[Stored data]

|---|

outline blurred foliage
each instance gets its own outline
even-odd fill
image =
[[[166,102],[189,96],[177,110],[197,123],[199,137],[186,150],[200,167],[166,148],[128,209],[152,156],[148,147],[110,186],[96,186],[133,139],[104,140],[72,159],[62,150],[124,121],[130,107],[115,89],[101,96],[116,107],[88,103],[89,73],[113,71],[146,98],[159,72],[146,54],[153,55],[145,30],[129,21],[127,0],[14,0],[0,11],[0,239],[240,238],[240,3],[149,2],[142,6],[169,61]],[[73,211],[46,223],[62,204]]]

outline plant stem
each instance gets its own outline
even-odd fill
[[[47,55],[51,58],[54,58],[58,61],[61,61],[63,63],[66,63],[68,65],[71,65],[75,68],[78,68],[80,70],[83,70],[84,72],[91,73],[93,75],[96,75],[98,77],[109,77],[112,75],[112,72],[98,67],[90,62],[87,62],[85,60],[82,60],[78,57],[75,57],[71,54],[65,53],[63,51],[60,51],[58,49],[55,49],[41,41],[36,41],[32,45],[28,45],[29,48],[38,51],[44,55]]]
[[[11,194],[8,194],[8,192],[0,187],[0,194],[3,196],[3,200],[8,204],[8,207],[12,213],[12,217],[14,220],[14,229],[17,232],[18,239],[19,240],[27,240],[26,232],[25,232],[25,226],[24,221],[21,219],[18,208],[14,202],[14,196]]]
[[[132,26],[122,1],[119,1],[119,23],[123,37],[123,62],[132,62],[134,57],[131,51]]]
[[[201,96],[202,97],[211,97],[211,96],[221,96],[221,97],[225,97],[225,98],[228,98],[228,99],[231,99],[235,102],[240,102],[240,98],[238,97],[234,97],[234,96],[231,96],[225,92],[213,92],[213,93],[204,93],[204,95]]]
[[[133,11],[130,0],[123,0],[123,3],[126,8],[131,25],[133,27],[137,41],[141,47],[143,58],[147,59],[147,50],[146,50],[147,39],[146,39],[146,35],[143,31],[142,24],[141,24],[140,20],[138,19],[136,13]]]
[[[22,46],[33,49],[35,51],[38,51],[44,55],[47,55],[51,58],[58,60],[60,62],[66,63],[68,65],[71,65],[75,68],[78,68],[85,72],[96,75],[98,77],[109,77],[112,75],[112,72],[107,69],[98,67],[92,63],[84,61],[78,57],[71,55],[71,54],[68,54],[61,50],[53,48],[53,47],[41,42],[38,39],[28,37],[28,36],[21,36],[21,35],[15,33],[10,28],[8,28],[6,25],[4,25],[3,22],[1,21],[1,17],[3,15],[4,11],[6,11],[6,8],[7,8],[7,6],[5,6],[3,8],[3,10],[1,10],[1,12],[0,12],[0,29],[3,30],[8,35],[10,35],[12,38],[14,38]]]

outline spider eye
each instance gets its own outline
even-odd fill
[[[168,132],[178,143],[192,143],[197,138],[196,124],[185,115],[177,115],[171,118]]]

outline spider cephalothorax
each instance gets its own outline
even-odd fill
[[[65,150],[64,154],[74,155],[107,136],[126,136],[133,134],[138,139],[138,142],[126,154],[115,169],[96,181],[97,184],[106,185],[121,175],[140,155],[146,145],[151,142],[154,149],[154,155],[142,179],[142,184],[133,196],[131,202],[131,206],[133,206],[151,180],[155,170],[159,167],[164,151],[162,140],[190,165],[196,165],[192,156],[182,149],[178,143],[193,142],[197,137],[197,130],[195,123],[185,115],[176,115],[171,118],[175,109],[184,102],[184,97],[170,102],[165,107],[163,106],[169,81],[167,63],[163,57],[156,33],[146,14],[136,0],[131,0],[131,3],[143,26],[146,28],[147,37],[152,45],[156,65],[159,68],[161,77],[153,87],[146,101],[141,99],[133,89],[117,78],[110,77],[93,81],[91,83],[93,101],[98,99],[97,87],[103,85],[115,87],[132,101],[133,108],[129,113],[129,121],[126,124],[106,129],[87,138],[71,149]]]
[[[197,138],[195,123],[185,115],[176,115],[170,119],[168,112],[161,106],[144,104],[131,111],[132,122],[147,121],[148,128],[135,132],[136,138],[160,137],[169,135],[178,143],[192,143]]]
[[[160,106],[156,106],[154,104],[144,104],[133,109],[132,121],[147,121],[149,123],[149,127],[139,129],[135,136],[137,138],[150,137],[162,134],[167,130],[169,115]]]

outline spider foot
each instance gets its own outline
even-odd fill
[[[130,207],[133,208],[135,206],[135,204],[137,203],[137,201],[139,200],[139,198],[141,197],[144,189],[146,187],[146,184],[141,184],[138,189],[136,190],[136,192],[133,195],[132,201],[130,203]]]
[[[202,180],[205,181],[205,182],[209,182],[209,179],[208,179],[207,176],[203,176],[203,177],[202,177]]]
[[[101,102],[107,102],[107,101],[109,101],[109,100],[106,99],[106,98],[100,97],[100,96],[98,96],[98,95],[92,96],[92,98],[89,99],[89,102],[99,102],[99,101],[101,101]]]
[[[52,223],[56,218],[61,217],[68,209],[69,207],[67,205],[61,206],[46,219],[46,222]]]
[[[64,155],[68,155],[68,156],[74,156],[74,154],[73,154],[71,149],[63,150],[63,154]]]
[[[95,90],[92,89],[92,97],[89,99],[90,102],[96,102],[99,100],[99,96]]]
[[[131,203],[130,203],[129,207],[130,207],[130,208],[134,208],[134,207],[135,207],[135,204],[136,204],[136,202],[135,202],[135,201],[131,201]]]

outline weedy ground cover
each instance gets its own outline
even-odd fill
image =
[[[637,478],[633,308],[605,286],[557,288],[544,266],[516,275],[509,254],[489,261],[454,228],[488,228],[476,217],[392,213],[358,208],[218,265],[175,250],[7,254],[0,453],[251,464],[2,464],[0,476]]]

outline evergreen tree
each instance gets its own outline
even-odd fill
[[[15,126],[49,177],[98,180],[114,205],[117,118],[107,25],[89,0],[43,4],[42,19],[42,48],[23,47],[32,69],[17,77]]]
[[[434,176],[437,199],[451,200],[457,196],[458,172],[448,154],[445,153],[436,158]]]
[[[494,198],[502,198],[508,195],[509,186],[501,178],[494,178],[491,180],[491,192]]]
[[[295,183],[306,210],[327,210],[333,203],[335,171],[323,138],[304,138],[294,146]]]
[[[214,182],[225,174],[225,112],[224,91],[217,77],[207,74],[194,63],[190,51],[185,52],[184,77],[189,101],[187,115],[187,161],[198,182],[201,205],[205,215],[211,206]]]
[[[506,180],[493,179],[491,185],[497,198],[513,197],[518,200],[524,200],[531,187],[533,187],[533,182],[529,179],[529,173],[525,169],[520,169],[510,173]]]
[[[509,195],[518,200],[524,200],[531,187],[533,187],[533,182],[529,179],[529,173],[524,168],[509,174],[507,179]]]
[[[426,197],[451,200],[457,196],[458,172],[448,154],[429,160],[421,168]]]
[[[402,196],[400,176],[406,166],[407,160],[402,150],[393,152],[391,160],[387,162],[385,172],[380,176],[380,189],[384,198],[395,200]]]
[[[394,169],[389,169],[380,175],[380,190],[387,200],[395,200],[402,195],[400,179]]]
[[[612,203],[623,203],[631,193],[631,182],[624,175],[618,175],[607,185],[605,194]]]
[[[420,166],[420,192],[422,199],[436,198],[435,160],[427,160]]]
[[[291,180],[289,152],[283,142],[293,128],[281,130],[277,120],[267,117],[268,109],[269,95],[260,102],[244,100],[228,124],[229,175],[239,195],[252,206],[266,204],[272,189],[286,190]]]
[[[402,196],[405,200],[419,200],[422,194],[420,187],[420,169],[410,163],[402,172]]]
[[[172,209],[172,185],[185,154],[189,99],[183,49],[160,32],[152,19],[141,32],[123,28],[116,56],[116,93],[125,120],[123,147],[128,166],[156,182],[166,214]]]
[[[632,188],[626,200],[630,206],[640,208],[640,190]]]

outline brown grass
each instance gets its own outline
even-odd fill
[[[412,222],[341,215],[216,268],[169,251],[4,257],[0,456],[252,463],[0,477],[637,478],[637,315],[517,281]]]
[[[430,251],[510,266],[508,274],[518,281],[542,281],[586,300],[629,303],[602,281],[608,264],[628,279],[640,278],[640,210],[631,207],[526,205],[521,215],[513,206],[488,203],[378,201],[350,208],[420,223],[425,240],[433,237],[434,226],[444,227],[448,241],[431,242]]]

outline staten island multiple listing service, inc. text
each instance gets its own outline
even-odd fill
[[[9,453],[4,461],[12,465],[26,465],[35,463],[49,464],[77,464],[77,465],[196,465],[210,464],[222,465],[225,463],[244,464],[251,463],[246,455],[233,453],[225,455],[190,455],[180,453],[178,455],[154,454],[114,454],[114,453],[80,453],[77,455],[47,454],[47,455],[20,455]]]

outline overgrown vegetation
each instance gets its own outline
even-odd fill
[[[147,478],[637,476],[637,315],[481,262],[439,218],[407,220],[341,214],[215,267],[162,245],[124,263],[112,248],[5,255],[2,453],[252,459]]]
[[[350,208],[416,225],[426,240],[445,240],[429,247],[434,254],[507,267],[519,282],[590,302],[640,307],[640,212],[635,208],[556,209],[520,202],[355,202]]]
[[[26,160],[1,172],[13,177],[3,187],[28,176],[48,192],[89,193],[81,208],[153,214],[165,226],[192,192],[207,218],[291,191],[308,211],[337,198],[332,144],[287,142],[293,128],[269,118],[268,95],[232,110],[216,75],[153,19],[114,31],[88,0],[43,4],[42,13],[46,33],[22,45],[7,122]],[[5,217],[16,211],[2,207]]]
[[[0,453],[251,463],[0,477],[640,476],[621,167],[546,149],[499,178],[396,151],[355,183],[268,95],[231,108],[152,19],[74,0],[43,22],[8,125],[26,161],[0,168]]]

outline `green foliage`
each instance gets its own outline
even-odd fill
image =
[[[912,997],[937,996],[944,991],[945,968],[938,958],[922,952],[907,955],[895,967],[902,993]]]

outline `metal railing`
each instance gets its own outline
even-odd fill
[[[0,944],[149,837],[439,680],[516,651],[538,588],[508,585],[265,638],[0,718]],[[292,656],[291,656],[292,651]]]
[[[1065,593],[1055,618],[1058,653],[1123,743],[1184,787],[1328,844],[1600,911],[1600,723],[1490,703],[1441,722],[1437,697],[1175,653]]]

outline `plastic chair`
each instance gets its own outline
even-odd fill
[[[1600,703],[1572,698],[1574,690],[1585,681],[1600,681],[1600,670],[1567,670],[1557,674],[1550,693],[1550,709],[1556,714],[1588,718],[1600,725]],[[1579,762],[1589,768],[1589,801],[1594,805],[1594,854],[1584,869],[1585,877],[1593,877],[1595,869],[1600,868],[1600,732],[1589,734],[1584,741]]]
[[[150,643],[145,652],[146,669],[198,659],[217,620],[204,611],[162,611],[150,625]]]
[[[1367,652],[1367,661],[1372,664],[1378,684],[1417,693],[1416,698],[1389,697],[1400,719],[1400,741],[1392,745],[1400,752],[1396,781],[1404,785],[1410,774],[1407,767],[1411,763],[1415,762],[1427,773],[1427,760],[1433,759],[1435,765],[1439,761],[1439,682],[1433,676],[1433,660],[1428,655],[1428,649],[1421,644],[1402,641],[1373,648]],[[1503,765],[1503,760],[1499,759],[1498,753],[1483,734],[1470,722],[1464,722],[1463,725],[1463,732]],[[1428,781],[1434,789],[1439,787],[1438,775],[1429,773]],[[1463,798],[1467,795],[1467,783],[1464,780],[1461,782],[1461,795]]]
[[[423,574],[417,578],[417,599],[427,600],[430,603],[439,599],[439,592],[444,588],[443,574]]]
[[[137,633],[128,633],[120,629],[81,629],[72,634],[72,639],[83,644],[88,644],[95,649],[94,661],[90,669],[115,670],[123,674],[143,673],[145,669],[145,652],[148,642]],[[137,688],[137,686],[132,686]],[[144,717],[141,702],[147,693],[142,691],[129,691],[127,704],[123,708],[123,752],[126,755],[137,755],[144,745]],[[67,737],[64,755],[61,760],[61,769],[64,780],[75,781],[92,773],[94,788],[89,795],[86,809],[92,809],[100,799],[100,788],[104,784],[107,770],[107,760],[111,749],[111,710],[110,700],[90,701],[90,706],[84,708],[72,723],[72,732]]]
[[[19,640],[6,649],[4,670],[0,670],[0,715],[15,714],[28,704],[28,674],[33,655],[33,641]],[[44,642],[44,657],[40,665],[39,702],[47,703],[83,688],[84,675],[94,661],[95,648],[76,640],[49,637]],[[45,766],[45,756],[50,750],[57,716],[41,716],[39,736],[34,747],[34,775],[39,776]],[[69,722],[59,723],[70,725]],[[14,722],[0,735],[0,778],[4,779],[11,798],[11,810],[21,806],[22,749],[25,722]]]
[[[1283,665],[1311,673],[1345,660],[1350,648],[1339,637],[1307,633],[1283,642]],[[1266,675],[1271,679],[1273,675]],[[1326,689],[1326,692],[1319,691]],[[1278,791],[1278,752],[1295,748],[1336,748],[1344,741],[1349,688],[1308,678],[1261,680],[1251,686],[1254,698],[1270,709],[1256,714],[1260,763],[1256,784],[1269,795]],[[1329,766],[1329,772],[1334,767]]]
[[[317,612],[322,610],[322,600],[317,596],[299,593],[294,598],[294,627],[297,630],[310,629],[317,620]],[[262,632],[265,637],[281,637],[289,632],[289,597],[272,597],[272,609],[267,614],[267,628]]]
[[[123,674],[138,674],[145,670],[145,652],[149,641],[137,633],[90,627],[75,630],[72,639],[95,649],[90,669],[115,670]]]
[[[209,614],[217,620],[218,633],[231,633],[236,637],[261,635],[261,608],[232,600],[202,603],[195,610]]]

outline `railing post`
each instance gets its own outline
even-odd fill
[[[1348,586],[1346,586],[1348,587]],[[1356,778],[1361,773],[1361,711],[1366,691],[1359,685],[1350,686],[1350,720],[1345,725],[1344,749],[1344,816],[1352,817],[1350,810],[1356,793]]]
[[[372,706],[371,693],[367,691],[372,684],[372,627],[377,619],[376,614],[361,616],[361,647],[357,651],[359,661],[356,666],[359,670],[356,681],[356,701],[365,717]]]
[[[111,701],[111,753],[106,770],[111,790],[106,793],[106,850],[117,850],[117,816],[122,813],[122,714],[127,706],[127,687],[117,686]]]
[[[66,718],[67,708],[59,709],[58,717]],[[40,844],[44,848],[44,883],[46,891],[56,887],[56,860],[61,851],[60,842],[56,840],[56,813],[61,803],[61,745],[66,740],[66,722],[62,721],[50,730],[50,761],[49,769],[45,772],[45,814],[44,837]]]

|---|

_WHAT THE TASK REQUIRES_
Each line of the data above containing the string "railing" is to be copied.

_RESPONSE TO THE TASK_
outline `metal railing`
outline `railing post`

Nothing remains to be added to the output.